▶ _Extracted data_:
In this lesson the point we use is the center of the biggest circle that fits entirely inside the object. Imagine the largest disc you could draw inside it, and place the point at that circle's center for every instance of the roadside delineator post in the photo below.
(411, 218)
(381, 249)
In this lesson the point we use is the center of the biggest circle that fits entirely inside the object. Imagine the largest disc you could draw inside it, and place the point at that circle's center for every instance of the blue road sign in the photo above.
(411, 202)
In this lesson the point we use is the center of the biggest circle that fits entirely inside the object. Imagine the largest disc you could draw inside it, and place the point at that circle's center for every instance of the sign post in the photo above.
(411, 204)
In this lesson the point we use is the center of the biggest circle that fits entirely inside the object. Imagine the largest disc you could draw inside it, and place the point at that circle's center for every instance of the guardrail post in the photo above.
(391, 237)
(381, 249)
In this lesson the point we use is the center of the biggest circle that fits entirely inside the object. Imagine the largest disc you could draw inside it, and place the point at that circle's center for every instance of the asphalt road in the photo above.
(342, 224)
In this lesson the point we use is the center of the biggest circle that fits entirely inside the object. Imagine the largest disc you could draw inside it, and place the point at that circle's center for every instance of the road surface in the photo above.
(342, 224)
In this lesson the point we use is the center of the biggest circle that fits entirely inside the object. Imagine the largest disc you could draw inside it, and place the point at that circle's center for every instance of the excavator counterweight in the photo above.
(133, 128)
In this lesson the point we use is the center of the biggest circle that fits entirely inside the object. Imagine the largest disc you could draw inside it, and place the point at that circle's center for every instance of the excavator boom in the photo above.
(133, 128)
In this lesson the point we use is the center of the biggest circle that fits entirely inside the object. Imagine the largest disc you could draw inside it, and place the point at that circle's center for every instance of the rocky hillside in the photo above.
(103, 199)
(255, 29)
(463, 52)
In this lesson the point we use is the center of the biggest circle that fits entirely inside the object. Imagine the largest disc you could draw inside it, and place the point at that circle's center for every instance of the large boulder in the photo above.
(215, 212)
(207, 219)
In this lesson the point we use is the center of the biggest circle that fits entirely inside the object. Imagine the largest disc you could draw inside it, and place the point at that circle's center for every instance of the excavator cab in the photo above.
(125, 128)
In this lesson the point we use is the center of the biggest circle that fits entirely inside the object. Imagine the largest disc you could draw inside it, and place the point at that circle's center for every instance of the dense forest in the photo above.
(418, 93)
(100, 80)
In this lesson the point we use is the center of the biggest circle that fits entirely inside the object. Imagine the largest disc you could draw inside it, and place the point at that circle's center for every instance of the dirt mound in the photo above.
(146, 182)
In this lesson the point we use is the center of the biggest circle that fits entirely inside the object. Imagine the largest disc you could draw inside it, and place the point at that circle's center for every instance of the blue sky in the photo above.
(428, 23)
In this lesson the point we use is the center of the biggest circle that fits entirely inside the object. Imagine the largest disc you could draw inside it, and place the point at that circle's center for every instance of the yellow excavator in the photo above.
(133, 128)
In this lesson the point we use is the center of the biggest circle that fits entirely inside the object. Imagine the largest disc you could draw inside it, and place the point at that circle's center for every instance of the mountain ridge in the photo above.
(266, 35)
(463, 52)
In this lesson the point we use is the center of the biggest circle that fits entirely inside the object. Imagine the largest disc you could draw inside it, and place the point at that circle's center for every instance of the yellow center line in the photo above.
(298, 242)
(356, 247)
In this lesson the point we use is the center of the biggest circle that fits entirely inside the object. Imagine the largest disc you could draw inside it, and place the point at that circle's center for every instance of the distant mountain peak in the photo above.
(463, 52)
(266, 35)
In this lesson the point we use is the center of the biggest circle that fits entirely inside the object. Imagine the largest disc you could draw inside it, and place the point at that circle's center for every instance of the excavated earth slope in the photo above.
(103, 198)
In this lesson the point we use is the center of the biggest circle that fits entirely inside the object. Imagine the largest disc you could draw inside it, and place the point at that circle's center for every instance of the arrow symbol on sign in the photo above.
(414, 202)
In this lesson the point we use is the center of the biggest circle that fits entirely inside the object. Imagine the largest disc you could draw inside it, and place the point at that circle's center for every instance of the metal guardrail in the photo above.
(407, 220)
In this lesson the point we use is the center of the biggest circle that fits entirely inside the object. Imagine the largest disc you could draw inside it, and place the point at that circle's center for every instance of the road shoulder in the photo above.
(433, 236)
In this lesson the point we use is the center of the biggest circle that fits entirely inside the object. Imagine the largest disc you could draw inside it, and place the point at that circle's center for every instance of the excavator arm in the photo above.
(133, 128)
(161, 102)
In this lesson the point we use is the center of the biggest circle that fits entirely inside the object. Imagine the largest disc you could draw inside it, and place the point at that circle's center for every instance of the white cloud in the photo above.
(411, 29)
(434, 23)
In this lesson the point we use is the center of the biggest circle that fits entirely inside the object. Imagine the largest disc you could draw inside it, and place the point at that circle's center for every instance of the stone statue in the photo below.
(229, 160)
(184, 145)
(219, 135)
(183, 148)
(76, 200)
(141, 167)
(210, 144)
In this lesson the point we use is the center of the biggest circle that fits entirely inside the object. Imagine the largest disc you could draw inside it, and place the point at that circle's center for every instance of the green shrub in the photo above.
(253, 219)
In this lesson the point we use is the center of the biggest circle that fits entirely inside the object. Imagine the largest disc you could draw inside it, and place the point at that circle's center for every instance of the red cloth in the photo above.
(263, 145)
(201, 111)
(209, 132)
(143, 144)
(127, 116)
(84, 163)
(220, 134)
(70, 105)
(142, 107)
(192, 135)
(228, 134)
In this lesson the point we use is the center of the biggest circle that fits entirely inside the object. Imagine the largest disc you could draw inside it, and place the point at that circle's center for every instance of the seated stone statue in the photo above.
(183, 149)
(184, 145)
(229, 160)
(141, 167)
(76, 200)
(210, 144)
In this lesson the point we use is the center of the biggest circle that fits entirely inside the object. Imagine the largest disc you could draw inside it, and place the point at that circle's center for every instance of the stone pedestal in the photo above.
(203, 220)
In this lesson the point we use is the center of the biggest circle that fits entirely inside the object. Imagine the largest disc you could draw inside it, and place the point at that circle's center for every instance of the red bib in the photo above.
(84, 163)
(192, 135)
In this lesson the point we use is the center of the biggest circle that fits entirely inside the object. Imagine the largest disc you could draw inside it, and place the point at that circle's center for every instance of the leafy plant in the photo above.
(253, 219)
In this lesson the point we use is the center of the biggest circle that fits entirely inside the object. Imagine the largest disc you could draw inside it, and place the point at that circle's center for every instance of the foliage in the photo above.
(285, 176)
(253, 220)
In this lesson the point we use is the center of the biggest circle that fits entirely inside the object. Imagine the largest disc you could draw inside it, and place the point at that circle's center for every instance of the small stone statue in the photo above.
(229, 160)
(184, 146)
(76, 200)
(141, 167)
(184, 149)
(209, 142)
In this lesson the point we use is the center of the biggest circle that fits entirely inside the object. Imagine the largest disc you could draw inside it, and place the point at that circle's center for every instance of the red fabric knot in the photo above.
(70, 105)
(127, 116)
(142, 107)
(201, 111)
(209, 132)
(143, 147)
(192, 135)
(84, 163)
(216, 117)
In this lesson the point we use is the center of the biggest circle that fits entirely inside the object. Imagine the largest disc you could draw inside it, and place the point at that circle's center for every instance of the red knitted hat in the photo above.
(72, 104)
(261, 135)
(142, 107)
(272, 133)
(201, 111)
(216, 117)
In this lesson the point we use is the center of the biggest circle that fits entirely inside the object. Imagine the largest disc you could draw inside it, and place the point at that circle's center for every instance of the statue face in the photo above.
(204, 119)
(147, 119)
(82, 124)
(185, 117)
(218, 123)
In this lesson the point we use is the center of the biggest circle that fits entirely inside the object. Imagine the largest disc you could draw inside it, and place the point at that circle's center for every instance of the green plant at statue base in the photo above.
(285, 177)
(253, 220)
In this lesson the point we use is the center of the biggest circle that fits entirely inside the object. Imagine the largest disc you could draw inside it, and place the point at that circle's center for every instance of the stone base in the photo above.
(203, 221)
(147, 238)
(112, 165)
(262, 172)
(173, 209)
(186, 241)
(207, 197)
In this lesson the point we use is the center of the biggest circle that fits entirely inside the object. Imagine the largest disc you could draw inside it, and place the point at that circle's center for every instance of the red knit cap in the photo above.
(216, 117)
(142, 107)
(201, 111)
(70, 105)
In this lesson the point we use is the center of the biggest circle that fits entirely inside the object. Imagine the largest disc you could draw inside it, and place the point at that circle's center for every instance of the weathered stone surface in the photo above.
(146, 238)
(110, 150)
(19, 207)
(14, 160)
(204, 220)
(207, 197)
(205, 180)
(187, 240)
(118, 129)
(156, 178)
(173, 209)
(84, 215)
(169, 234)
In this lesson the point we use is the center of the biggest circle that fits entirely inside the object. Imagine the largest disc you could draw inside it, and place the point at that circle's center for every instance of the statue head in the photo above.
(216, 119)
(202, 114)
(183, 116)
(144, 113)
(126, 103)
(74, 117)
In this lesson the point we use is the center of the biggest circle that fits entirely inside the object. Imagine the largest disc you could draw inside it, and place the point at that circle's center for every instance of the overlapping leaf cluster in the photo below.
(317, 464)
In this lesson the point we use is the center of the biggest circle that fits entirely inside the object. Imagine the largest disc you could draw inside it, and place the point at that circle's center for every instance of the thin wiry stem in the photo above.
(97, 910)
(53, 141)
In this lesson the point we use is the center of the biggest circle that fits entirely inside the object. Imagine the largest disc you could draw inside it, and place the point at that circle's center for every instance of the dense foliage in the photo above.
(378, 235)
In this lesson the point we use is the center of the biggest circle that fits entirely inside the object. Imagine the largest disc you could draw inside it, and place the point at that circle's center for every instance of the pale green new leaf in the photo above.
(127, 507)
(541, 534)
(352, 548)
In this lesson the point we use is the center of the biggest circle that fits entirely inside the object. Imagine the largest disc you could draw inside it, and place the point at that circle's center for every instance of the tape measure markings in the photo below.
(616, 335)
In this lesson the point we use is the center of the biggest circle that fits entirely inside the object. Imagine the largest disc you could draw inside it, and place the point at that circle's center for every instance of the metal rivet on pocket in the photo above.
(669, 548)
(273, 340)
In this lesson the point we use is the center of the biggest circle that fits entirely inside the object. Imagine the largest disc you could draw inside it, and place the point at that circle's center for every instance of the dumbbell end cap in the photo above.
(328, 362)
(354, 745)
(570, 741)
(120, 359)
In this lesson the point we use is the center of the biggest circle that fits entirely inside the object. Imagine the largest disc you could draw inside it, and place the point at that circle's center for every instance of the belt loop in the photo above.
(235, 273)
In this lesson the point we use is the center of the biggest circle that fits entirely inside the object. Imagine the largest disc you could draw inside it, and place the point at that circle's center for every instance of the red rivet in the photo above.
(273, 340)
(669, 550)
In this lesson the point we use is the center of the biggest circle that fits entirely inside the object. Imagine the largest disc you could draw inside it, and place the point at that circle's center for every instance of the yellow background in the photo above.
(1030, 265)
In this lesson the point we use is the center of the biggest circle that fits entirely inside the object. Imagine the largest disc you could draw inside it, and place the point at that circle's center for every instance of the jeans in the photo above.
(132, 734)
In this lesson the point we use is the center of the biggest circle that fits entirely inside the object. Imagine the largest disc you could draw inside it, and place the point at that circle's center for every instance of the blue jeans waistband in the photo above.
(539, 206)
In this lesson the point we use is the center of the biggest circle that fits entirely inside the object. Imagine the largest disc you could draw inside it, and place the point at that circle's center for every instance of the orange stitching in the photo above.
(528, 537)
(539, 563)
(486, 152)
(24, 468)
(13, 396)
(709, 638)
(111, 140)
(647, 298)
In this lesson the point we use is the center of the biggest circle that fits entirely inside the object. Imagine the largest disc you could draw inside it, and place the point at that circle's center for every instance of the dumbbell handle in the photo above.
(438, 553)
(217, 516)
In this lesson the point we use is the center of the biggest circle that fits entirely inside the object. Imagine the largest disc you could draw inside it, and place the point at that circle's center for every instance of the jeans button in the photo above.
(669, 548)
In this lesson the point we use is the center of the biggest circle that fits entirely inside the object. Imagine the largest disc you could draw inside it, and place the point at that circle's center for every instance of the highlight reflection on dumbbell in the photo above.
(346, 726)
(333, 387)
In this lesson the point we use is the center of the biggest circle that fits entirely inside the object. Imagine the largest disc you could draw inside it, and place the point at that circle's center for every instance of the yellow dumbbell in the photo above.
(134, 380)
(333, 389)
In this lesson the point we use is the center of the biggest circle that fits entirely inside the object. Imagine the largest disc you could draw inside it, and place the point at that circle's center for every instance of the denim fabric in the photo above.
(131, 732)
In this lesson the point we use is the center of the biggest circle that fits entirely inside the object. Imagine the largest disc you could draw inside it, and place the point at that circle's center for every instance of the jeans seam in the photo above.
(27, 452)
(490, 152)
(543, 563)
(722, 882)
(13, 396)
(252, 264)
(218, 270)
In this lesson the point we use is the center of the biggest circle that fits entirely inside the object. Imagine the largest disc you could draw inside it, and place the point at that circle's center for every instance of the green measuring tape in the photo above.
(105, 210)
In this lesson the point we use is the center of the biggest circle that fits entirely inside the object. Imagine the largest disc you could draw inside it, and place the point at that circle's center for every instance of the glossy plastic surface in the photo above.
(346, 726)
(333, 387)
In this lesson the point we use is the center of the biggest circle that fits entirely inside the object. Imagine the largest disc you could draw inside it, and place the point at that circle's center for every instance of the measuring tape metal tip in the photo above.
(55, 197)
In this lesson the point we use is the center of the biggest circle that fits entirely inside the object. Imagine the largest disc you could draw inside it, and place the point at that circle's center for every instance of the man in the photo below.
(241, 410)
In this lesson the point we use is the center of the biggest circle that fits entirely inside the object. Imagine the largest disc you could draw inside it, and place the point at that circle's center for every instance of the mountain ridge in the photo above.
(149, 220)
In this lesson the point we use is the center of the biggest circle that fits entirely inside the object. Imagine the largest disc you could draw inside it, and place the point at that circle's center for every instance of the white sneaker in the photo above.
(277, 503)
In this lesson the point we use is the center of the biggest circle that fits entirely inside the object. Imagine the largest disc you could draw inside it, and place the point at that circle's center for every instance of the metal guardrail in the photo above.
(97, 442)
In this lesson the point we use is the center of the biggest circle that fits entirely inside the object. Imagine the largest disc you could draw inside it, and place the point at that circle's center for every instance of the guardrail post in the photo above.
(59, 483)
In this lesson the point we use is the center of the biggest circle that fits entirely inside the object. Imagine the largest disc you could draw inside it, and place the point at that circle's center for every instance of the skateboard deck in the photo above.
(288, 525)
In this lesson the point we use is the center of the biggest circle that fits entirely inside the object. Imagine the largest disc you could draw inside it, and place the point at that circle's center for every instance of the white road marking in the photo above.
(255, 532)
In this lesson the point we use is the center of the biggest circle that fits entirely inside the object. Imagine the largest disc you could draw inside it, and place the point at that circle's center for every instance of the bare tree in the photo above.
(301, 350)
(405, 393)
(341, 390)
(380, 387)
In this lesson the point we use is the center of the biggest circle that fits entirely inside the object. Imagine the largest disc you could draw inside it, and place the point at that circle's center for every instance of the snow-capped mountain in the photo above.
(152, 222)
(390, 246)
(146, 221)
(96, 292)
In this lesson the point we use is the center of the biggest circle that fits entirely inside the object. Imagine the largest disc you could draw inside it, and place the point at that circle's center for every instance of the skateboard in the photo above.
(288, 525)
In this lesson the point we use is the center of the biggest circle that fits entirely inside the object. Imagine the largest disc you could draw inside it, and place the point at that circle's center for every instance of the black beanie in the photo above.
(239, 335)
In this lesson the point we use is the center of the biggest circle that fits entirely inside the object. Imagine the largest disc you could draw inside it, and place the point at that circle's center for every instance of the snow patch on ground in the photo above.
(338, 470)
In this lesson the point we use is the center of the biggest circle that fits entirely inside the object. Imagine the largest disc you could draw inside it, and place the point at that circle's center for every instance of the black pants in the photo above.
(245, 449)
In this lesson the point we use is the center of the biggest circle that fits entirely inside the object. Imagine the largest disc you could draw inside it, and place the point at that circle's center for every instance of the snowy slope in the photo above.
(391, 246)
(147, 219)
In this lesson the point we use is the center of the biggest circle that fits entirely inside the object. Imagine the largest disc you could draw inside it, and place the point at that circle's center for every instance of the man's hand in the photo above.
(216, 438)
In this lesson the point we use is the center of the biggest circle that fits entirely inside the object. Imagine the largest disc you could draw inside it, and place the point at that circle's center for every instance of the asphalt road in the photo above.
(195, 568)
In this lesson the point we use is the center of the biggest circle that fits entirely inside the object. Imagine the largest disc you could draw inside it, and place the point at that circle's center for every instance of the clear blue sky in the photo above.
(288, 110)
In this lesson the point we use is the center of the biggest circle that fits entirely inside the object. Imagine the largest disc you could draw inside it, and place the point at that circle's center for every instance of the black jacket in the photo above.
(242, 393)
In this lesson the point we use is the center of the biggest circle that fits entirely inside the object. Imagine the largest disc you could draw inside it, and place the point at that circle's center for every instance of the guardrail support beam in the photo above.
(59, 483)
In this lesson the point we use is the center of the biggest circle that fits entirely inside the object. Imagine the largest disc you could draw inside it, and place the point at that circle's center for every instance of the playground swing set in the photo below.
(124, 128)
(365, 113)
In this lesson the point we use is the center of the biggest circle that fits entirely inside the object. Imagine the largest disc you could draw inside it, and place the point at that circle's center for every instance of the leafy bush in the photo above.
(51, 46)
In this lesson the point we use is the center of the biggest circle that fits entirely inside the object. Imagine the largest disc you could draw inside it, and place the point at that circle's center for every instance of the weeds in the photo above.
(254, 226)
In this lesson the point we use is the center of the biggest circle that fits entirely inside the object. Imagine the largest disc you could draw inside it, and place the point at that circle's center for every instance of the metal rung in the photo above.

▶ _Your instructions_:
Print the line containing "set in the photo below." and every line after it to the end of the records above, exactly as written, and nothing else.

▶ _Task result_:
In this lesson the point we use is the center of the biggest circle that fits entirely inside the object. Imagine the largest disc you could draw inside it, and place the point at that circle's center for every instance of the playground swing set in the photo below.
(124, 128)
(365, 113)
In this lesson the point we use is the center of the biggest circle that fits entirely inside the object. Imagine the largest disc you could draw inside it, and place the point at that circle's center for every instance of the leafy bush in the photo above.
(51, 46)
In this lesson the point we use is the center of the biggest circle that fits entirely inside the object. Imagine the largest disc you could draw inside it, and place the point at that circle's center for every instance of the weeds in the photo above.
(254, 226)
In this lesson the point we use is the center of the biggest circle that fits entirely inside the object. Imagine the largest disc you could draw inside it, and place the point at that circle's center for every instance of the metal rung in the photo above.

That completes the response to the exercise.